### [TEXTO DE LECTURA]
Luis Cabrera: “Habría que vocear las causas por las que tuvimos que marchar de Andalucía”

Hay personas
que hacen ciudades y ciudades que hacen personas. Sería difícil calcular cuál ha influido más a la otra: si Luis (o Lluís) Cabrera a Barcelona, o Barcelona a Luis Cabrera. Este hombre, llegado de Arbuniel (Jaén) con 9 años a Verdum (distrito de Nou Barris), no tiene fin: sigue lleno de nervio, curiosidad y buen humor. Transmite, a sus 70 años, juventud y rebeldía. No toma café porque se pondría mucho más nervioso de lo que ya trae de serie. Con 16 años participó en la fundación de la Peña Enrique Morente en su barrio (historia que retrata el documental Morente Barcelona) y con 25 el Taller de Músics, escuela y laboratorio artístico del barrio del Raval, clave en la historia cultural de la ciudad, más concretamente en su historia flamenca.

En tu libro, La vida no regalada, llaman torero al protagonista. ¿Te apodaban torero a ti también?
Sí, mi madre aprendió corte y confección por correo. Era patronista y lo arreglaba todo, pantalones, jerséis, camisas… Ella iba a Galerías Preciados, a Jaén, y con cuatro retales que costaban cuatro chavos hacía la vestimenta para la familia. Me hizo un conjunto de pantalón y chaqueta corta de color rojo, y a la parte del cuello le colocó unas tiras de piel. Era el día del Corpus. Yo tenía 6 años. Al salir a la calle, un grupo de niños de mi edad me gritaron: “¡Torero!, ¡torero!”. Y en mi pueblo me lo siguen diciendo.

### [ENUNCIADO A]
Pasa a una lista JSON de cadenas el tramo del listado que va desde la línea que contiene "Put a marker on every instance of the green shorts" hasta el final del listado, ambos extremos incluidos. Pon una cadena por línea y omite las líneas en blanco.
El texto y el listado proceden de fuentes distintas.

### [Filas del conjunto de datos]
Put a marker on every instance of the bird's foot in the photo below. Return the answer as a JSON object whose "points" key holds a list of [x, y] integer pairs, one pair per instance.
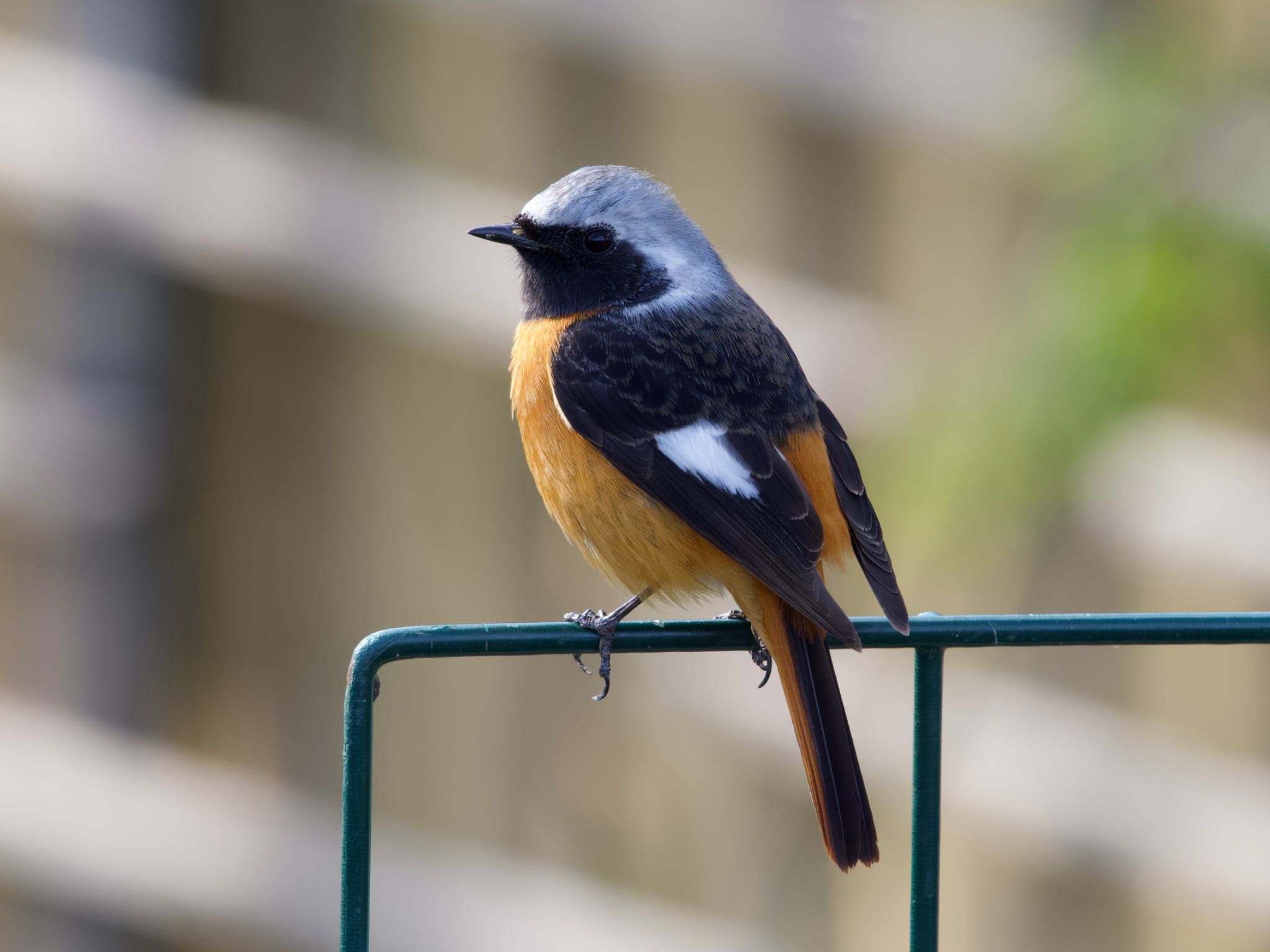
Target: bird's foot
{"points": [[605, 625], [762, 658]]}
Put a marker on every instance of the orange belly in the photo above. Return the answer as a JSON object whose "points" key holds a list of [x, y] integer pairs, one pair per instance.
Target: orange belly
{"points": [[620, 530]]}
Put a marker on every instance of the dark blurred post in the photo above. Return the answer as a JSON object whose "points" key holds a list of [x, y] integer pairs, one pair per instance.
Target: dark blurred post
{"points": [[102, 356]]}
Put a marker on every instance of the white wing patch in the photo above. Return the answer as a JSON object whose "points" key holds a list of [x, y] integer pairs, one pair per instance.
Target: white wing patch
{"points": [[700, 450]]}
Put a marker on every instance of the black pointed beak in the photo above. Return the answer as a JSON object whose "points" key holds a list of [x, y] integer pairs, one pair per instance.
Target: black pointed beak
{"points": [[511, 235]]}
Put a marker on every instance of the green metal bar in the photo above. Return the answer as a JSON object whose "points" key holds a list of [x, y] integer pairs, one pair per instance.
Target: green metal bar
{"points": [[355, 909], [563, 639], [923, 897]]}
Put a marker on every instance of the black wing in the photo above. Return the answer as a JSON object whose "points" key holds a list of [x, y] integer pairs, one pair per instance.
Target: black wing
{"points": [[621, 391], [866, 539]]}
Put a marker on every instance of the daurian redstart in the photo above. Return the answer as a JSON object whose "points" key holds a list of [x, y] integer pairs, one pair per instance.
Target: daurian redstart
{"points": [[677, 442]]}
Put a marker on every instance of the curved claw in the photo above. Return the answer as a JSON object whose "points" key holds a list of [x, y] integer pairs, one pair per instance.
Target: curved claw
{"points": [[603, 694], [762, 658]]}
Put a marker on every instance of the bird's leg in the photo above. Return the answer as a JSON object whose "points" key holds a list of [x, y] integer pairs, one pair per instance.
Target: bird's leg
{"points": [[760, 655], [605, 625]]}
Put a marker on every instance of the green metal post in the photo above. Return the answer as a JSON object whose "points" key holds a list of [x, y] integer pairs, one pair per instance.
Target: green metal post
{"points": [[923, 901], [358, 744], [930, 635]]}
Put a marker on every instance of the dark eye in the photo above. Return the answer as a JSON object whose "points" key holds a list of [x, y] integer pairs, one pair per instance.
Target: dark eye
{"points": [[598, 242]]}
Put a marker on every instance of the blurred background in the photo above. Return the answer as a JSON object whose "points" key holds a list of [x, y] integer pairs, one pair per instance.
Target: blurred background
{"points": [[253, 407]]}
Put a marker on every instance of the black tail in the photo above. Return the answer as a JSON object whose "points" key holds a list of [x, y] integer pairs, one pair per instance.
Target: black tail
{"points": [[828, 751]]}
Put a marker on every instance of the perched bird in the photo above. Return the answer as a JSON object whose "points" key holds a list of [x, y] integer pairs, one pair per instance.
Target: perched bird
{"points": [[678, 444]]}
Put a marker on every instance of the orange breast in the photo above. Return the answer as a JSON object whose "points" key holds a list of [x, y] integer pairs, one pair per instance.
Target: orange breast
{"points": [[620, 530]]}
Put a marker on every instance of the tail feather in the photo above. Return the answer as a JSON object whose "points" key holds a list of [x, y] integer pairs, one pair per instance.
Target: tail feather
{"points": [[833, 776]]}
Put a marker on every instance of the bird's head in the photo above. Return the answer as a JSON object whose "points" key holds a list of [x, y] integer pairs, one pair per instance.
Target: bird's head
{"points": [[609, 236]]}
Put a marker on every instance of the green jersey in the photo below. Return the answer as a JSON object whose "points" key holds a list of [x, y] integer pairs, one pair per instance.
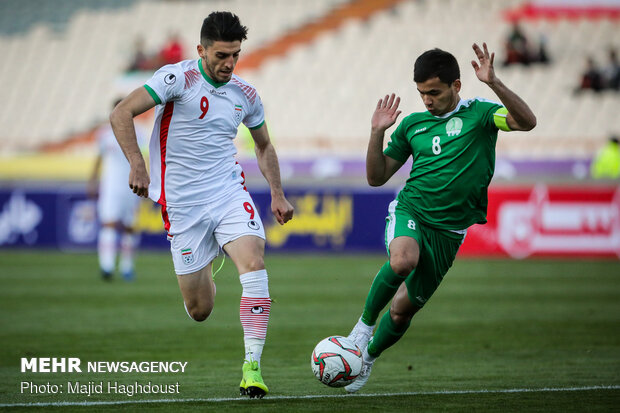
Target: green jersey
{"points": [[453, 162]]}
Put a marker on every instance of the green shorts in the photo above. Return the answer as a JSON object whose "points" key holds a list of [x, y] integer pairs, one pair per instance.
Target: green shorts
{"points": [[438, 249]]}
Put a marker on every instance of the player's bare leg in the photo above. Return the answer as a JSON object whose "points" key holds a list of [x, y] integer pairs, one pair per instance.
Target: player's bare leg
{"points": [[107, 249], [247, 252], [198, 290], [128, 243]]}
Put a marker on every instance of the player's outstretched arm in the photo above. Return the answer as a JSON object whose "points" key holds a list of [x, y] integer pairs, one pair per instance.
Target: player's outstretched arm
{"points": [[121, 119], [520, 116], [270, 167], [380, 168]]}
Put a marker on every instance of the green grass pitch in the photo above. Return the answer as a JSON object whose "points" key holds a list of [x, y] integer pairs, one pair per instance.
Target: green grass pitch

### [ENUNCIADO B]
Responde brevemente a estas preguntas sobre la entrevista:
(i) ¿Con cuántos años llegó Luis Cabrera a Verdum?
(ii) ¿Qué peña ayudó a fundar en su barrio con 16 años?
(iii) ¿De qué color era el conjunto de pantalón y chaqueta que le hizo su madre?

### [RESULTADO A]
[
  "Put a marker on every instance of the green shorts in the photo above. Return the answer as a JSON object whose \"points\" key holds a list of [x, y] integer pairs, one pair per instance.",
  "Target: green shorts",
  "{\"points\": [[438, 249]]}",
  "Put a marker on every instance of the player's bare leg in the photo above. Return the answer as a JSON object whose \"points\" key holds a list of [x, y] integer pairs, one pair per instance.",
  "Target: player's bare leg",
  "{\"points\": [[107, 249], [247, 252], [198, 290], [128, 243]]}",
  "Put a marker on every instance of the player's outstretched arm in the photo above. Return the answer as a JSON object whose \"points\" key holds a list of [x, y] integer pairs, one pair per instance.",
  "Target: player's outstretched arm",
  "{\"points\": [[121, 119], [520, 116], [270, 167], [380, 168]]}",
  "Put a marker on every instance of the green grass pitch in the photo above. Return the answer as a JSON object whose \"points\" key holds a list of [x, y] integer pairs, one pair per instance.",
  "Target: green grass pitch"
]

### [RESULTADO B]
(i) Con 9 años.
(ii) La Peña Enrique Morente.
(iii) Rojo.